***** Records for the task *****
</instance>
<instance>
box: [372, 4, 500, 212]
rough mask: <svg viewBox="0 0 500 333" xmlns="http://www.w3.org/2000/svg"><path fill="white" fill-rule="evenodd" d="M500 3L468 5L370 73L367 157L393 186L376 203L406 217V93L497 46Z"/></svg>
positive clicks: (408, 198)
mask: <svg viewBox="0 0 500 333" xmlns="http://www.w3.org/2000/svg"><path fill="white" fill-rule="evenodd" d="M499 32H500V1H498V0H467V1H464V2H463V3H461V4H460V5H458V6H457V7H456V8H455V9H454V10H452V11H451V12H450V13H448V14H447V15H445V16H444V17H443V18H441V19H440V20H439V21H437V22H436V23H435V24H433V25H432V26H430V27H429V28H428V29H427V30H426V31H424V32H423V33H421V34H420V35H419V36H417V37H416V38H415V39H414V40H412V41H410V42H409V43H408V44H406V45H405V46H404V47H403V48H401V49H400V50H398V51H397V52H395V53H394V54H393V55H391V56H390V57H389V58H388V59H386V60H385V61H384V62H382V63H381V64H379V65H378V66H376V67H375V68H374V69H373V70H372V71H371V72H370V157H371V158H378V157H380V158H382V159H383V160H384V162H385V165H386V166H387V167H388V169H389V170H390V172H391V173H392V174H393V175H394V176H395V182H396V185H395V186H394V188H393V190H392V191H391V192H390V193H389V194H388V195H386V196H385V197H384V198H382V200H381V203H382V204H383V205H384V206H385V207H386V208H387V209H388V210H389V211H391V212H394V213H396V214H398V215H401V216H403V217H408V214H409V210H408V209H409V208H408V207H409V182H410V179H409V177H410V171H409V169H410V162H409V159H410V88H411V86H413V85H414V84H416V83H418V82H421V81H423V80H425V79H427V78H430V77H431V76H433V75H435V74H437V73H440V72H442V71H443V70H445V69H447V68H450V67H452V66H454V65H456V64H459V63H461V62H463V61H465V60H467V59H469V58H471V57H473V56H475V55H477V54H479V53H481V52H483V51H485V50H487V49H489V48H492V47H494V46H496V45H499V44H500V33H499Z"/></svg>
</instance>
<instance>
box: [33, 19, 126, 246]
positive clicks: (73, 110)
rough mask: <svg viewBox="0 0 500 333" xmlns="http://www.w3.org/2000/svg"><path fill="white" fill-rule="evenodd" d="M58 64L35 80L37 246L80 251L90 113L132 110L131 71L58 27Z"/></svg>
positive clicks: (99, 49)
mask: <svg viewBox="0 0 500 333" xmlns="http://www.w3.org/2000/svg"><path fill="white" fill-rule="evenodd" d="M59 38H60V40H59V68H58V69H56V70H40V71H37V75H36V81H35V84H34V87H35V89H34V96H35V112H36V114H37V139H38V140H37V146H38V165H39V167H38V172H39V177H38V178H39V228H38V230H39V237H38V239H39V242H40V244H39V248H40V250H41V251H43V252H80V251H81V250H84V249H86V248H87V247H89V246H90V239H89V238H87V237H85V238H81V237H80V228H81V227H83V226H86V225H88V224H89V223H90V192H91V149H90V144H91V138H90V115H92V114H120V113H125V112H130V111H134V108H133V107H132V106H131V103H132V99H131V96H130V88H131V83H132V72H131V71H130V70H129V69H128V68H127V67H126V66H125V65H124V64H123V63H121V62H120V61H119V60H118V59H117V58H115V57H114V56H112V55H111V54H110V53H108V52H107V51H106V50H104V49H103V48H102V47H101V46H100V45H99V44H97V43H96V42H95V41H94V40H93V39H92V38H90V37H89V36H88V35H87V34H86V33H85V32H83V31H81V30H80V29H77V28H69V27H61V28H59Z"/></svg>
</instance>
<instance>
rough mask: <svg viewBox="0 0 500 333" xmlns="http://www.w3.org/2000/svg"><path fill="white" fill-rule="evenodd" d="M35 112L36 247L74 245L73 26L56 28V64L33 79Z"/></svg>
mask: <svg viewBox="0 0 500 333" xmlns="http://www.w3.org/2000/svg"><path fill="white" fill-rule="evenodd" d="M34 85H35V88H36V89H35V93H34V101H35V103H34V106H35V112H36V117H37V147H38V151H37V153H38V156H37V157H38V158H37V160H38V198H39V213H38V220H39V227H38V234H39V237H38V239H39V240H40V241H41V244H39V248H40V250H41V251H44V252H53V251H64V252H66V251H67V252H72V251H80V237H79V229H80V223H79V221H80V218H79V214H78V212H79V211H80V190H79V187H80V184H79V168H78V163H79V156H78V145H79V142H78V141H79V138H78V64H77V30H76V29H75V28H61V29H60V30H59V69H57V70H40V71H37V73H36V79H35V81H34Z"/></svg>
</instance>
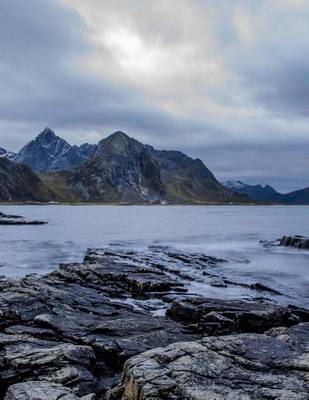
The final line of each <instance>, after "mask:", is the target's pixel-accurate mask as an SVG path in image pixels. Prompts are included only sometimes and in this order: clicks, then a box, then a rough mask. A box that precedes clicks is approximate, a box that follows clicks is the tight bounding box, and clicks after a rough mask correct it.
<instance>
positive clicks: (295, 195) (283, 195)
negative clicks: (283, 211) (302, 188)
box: [283, 187, 309, 204]
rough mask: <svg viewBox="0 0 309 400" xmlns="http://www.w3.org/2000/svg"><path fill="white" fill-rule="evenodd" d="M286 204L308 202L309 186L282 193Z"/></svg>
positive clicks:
*****
__To do__
Could you restate the entries word for word, skipping any pictures?

__Finished exercise__
</instance>
<instance>
box: [372, 4, 500, 212]
rough mask: <svg viewBox="0 0 500 333" xmlns="http://www.w3.org/2000/svg"><path fill="white" fill-rule="evenodd" d="M500 3L468 5L370 73L367 157L393 186L376 203L406 217V93L497 46Z"/></svg>
positive clicks: (408, 198)
mask: <svg viewBox="0 0 500 333" xmlns="http://www.w3.org/2000/svg"><path fill="white" fill-rule="evenodd" d="M499 32H500V1H498V0H467V1H464V2H463V3H461V4H460V5H458V6H457V7H456V8H455V9H454V10H452V11H451V12H450V13H448V14H447V15H445V16H444V17H443V18H441V19H440V20H439V21H437V22H436V23H435V24H433V25H432V26H430V27H429V28H428V29H427V30H426V31H424V32H423V33H421V34H420V35H419V36H417V37H416V38H415V39H414V40H412V41H410V42H409V43H408V44H406V45H405V46H404V47H403V48H401V49H400V50H398V51H397V52H395V53H394V54H393V55H391V56H390V57H389V58H388V59H386V60H385V61H384V62H382V63H381V64H379V65H378V66H376V67H375V68H374V69H373V70H372V71H371V72H370V157H371V158H378V157H380V158H382V159H383V160H384V162H385V165H386V166H387V167H388V169H389V170H390V172H391V173H392V174H393V175H394V176H395V182H396V185H395V186H394V188H393V190H392V191H391V192H390V193H389V194H388V195H386V196H385V197H384V198H382V200H381V203H382V204H383V205H384V206H385V207H386V208H387V209H388V210H389V211H391V212H394V213H396V214H398V215H401V216H403V217H408V214H409V210H408V209H409V208H408V207H409V182H410V179H409V177H410V171H409V169H410V162H409V159H410V88H411V86H413V85H414V84H416V83H418V82H421V81H423V80H425V79H427V78H430V77H431V76H433V75H435V74H437V73H440V72H442V71H443V70H445V69H447V68H450V67H452V66H454V65H456V64H459V63H461V62H463V61H465V60H467V59H469V58H471V57H473V56H475V55H477V54H479V53H481V52H483V51H485V50H487V49H489V48H492V47H494V46H496V45H499V44H500V33H499Z"/></svg>
</instance>
<instance>
box: [33, 19, 126, 246]
positive clicks: (73, 110)
rough mask: <svg viewBox="0 0 500 333" xmlns="http://www.w3.org/2000/svg"><path fill="white" fill-rule="evenodd" d="M58 64L35 80L37 246L80 251L90 113L132 110L131 71L58 27Z"/></svg>
positive clicks: (99, 49)
mask: <svg viewBox="0 0 500 333" xmlns="http://www.w3.org/2000/svg"><path fill="white" fill-rule="evenodd" d="M59 38H60V40H59V68H58V69H56V70H40V71H37V75H36V81H35V84H34V87H35V89H34V96H35V112H36V114H37V139H38V140H37V146H38V165H39V167H38V172H39V177H38V178H39V228H38V230H39V237H38V239H39V242H40V244H39V248H40V250H41V251H43V252H80V251H81V250H84V249H86V248H87V247H89V246H90V239H89V238H87V237H85V238H81V237H80V228H81V227H83V226H86V225H88V224H89V223H90V192H91V149H90V144H91V138H90V115H92V114H120V113H125V112H130V111H134V108H133V107H132V106H131V103H132V99H131V96H130V88H131V83H132V72H131V71H130V70H129V69H128V68H127V67H126V66H125V65H124V64H123V63H121V62H120V61H119V60H118V59H117V58H115V57H114V56H112V55H111V54H110V53H108V52H107V51H106V50H104V49H103V48H102V47H101V46H100V45H99V44H97V43H96V42H95V41H94V40H93V39H92V38H90V37H89V36H88V35H87V34H86V33H85V32H83V31H81V30H80V29H77V28H69V27H61V28H59Z"/></svg>
</instance>
<instance>
rough mask: <svg viewBox="0 0 500 333" xmlns="http://www.w3.org/2000/svg"><path fill="white" fill-rule="evenodd" d="M35 112L36 247L74 245L73 26L56 28V64L33 79Z"/></svg>
mask: <svg viewBox="0 0 500 333" xmlns="http://www.w3.org/2000/svg"><path fill="white" fill-rule="evenodd" d="M34 85H35V88H36V89H35V93H34V101H35V103H34V106H35V112H36V117H37V147H38V151H37V153H38V156H37V157H38V158H37V160H38V198H39V213H38V220H39V227H38V234H39V237H38V239H39V240H40V241H41V244H39V248H40V250H41V251H44V252H53V251H64V252H66V251H67V252H72V251H80V237H79V229H80V223H79V221H80V218H79V214H78V212H79V211H80V190H79V187H80V184H79V168H78V163H79V156H78V145H79V142H78V141H79V138H78V64H77V30H76V29H75V28H61V29H60V30H59V69H57V70H40V71H37V73H36V79H35V81H34Z"/></svg>
</instance>
The final line of each <instance>, after "mask:", is the target's pixel-accurate mask as an SVG path in image pixels. Prompts are included only sometimes and in this order: clicks, then a box, then a rough mask. A box that precedes clicks is approximate, a box that follows clicks is the tight bounding box, and clicks after a rough mask correct it.
<instance>
positive clicks: (295, 195) (283, 195)
negative clicks: (283, 211) (302, 188)
box: [283, 187, 309, 204]
rough mask: <svg viewBox="0 0 309 400" xmlns="http://www.w3.org/2000/svg"><path fill="white" fill-rule="evenodd" d="M286 204L308 202L309 186L282 193Z"/></svg>
positive clicks:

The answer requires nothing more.